══ DATA PROVIDED ══

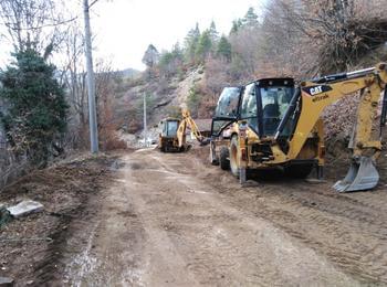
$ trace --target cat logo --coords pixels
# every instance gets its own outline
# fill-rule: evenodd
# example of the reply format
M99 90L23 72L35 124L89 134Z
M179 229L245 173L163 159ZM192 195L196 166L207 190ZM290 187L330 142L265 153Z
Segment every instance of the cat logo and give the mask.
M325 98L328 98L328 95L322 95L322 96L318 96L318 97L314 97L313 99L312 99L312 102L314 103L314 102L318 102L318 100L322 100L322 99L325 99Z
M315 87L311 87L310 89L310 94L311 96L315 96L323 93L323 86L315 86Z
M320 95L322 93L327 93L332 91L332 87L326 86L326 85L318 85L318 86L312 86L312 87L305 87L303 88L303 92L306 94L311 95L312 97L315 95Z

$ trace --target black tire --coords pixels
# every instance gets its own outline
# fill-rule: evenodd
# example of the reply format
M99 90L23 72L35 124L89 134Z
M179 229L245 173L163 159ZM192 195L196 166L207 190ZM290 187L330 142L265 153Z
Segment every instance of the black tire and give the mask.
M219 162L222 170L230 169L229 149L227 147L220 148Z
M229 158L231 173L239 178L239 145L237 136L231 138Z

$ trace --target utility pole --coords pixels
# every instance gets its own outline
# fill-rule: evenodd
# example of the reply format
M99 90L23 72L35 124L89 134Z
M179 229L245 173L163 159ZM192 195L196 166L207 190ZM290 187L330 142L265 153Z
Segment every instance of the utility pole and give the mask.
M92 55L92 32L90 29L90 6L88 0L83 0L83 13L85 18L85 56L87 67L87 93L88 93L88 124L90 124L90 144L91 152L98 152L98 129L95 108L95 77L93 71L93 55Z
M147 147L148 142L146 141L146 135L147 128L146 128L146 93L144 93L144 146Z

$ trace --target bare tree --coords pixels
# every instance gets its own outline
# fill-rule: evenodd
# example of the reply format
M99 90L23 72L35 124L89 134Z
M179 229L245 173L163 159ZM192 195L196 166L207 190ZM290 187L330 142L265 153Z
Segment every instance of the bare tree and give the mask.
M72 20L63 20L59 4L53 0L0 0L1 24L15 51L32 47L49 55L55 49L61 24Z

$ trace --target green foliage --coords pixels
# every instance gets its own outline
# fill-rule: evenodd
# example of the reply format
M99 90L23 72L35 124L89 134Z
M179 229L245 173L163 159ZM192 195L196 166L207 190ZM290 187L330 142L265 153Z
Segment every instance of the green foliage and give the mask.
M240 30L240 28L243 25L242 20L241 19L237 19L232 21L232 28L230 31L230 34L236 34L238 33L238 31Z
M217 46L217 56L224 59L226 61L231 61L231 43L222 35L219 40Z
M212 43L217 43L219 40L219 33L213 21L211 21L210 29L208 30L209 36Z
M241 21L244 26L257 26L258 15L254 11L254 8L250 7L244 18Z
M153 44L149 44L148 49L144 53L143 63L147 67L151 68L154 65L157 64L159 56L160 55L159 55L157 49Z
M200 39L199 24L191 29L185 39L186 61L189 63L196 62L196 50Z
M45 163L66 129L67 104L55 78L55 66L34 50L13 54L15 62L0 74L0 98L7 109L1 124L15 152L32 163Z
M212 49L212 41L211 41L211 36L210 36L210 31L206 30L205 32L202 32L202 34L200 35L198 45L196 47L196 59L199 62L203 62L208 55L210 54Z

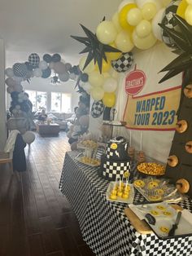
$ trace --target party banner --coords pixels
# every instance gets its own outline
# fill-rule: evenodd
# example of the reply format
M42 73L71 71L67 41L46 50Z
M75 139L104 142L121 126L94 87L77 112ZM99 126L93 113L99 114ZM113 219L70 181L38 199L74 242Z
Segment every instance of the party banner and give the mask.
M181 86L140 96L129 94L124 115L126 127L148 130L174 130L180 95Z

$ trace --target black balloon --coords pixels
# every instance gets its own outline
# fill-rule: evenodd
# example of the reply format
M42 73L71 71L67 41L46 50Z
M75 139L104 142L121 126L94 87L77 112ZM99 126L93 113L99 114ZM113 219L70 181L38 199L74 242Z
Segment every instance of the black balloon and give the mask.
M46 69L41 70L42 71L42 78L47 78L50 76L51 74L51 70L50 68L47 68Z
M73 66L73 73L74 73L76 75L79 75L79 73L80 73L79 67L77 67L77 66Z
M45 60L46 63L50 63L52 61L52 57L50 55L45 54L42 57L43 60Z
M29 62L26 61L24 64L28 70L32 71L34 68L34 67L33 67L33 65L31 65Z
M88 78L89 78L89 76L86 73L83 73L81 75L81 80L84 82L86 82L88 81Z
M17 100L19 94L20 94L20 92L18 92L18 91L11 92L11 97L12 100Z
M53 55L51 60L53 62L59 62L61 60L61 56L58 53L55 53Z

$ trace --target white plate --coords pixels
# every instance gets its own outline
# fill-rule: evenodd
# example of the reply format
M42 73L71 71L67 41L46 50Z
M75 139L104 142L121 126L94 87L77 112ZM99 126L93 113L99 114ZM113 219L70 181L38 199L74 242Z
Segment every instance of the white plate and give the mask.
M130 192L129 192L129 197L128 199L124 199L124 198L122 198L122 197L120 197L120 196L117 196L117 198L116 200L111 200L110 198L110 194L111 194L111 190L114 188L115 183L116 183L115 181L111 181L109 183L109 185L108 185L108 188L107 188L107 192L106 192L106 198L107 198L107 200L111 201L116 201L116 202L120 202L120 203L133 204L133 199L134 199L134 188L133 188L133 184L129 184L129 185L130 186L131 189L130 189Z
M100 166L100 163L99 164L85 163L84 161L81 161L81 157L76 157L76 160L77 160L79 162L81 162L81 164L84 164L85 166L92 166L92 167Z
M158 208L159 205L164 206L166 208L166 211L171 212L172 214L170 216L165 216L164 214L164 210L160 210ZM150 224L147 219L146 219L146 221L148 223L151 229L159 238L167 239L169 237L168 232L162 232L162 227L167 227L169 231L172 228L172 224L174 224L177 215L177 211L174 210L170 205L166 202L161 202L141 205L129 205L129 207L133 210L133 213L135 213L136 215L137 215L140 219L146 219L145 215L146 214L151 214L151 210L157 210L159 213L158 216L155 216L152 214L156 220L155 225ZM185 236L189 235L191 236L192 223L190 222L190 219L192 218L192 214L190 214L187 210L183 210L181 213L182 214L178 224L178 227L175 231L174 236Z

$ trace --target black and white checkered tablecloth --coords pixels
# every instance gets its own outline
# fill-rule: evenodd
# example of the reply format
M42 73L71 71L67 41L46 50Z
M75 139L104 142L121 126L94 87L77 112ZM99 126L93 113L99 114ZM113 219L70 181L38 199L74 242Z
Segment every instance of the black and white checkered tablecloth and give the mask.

═══

- **WORK INSTRUCTIONS**
Reproduce every line above character for character, omitting the pictures.

- **WRITTEN RESPONSE**
$ trace --target cat logo --coords pixels
# every instance gets its own outline
# fill-rule: evenodd
# example of the reply format
M99 90L23 72L35 124L89 134Z
M179 229L245 173L163 159ZM192 195L196 166L207 190ZM290 187L330 142L265 153Z
Segment every instance of the cat logo and give the mask.
M325 98L328 98L328 95L322 95L322 96L318 96L318 97L314 97L313 99L312 99L312 102L314 103L314 102L318 102L318 100L322 100L322 99L325 99Z
M315 87L311 87L310 89L310 94L311 96L315 96L323 93L323 86L315 86Z
M320 95L322 93L327 93L332 91L332 87L326 86L326 85L318 85L318 86L312 86L312 87L305 87L303 88L303 92L306 94L311 95L312 97L315 95Z

$ trace --target black tire --coords pixels
# every instance gets its own outline
# fill-rule: evenodd
# example of the reply format
M99 90L23 72L35 124L89 134Z
M179 229L245 173L163 159ZM192 195L196 166L207 190ZM290 187L330 142L265 153Z
Segment every instance of the black tire and give the mask.
M219 162L222 170L230 169L229 149L227 147L220 148Z
M229 158L231 173L239 178L239 145L237 136L231 138Z

$ trace --target utility pole --coords pixels
# every instance gets its own outline
# fill-rule: evenodd
# example of the reply format
M99 90L23 72L35 124L89 134Z
M179 229L245 173L163 159ZM192 195L196 166L207 190ZM290 187L330 142L265 153Z
Segment every instance of the utility pole and give the mask.
M92 55L92 32L90 29L90 6L88 0L83 0L83 13L85 18L85 56L87 67L87 93L88 93L88 124L90 124L90 144L91 152L98 152L98 129L95 108L95 77L93 71L93 55Z
M147 147L148 142L146 141L146 135L147 128L146 128L146 93L144 93L144 146Z

$ trace --target bare tree --coords pixels
# every instance gets its own outline
# fill-rule: evenodd
# example of the reply format
M99 90L23 72L35 124L89 134Z
M179 229L245 173L163 159ZM192 195L196 166L207 190ZM290 187L330 142L265 153Z
Segment every instance of the bare tree and give the mask.
M72 20L63 20L59 4L53 0L0 0L1 24L15 51L32 47L49 55L55 49L61 24Z

$ trace --target green foliage --coords pixels
# every instance gets its own outline
# fill-rule: evenodd
# example of the reply format
M99 90L23 72L35 124L89 134Z
M179 229L245 173L163 159ZM192 195L196 166L207 190ZM290 187L330 142L265 153Z
Segment every instance of the green foliage and give the mask.
M240 30L240 28L243 25L242 20L241 19L237 19L232 21L232 28L230 31L230 34L236 34L238 33L238 31Z
M217 46L217 56L224 59L226 61L231 61L231 43L222 35L219 40Z
M212 43L217 43L219 40L219 33L213 21L211 21L210 29L208 30L209 36Z
M241 21L244 26L257 26L258 15L254 11L254 8L250 7L244 18Z
M153 44L149 44L148 49L144 53L143 63L147 67L151 68L154 65L157 64L159 56L160 55L159 55L157 49Z
M200 39L199 24L191 29L185 39L186 61L189 63L196 62L196 50Z
M45 163L66 129L67 104L55 78L55 66L34 50L13 54L15 62L0 74L0 98L7 109L1 124L15 152L32 163Z
M212 49L212 41L211 41L211 36L210 36L210 31L206 30L205 32L202 32L202 34L200 35L198 45L196 47L196 59L199 62L203 62L208 55L210 54Z

$ trace --target party banner --coords pixels
# every instance gets its own outline
# fill-rule: evenodd
# example of the reply format
M42 73L71 71L67 41L46 50Z
M75 139L104 142L121 126L94 87L77 112ZM99 126L93 113L99 114ZM113 219L70 181L38 199L74 242Z
Segment every instance of the party banner and give the mask.
M181 86L140 96L129 94L124 115L126 127L148 130L174 130L180 95Z

$ trace --target black balloon --coords pixels
# every instance gets its own outline
# fill-rule: evenodd
# example of the reply format
M42 73L71 71L67 41L46 50Z
M75 139L104 142L121 126L94 87L77 112ZM99 126L93 113L99 114ZM113 219L70 181L38 199L74 242Z
Segment every instance of the black balloon and give the mask.
M46 69L41 70L42 71L42 78L47 78L50 76L51 74L51 70L50 68L47 68Z
M73 66L73 73L74 73L76 75L79 75L79 73L80 73L79 67L77 67L77 66Z
M45 60L46 63L50 63L52 61L52 57L50 55L45 54L42 57L43 60Z
M29 62L26 61L24 64L28 70L32 71L34 68L34 67L33 67L33 65L31 65Z
M88 78L89 78L89 76L86 73L83 73L81 75L81 80L84 82L86 82L88 81Z
M17 100L19 94L20 94L20 92L18 92L18 91L11 92L11 97L12 100Z
M53 55L51 60L53 62L59 62L61 60L61 56L58 53L55 53Z

$ trace --target white plate --coords pixels
# every instance gets its own outline
# fill-rule: evenodd
# example of the reply format
M42 73L71 71L67 41L46 50Z
M75 139L104 142L121 126L94 87L77 112ZM99 126L93 113L99 114ZM113 219L70 181L38 199L74 242Z
Segment every instance of the white plate and give the mask.
M130 192L129 192L129 197L128 199L124 199L124 198L122 198L122 197L120 197L120 196L117 196L117 198L116 200L111 200L110 198L110 194L111 194L111 190L114 188L115 183L116 183L115 181L111 181L109 183L109 185L108 185L108 188L107 188L107 192L106 192L106 198L107 198L107 200L111 201L116 201L116 202L120 202L120 203L133 204L133 199L134 199L134 188L133 188L133 184L129 184L129 185L130 186L131 189L130 189Z
M100 166L100 163L99 164L85 163L84 161L81 161L81 157L76 157L76 160L77 160L79 162L81 162L81 164L84 164L85 166L92 166L92 167Z
M158 208L159 205L164 206L166 208L166 211L171 212L172 214L170 216L165 216L164 214L164 210L160 210ZM150 224L147 219L146 219L146 221L148 223L151 229L159 238L167 239L169 237L168 232L162 232L162 227L167 227L169 231L172 228L172 224L174 224L177 215L177 211L174 210L170 205L166 202L161 202L141 205L129 205L129 207L133 210L133 213L135 213L136 215L137 215L140 219L146 219L145 215L146 214L151 214L151 210L157 210L159 213L158 216L155 216L152 214L156 220L155 225ZM185 236L189 235L191 236L192 223L190 222L190 219L192 218L192 214L190 214L187 210L183 210L181 213L182 214L178 224L178 227L175 231L174 236Z

$ trace --target black and white checkered tablecloth --coords pixels
# every instance gets its own outline
# fill-rule: evenodd
# example of the reply format
M42 73L71 71L67 41L46 50Z
M75 139L104 142L121 126L94 87L77 112ZM99 126L93 113L99 114ZM113 219L70 181L38 199L74 242Z
Segment every instance of the black and white checkered tablecloth and give the mask.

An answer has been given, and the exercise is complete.